▼▼▼

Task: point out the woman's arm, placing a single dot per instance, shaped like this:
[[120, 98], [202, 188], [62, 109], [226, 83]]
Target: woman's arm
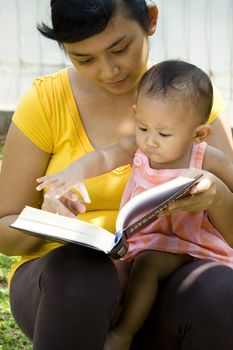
[[212, 195], [22, 163], [221, 136], [90, 165]]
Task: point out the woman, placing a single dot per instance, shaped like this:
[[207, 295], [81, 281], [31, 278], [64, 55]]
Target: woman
[[67, 296]]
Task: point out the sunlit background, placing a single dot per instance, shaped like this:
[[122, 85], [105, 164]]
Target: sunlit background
[[198, 31]]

▲▲▲

Exercise goal
Return only what runs from the line containing "[[207, 295], [81, 281], [31, 278], [64, 55]]" to the last line of the records above, both ends included, exactly as written.

Answer for this exercise
[[207, 295], [81, 281], [31, 278], [64, 55]]
Target: woman
[[67, 296]]
Task: point out the sunlit background, placing a single dot per instance, shaped like this:
[[122, 85], [105, 164]]
Target: sunlit background
[[198, 31]]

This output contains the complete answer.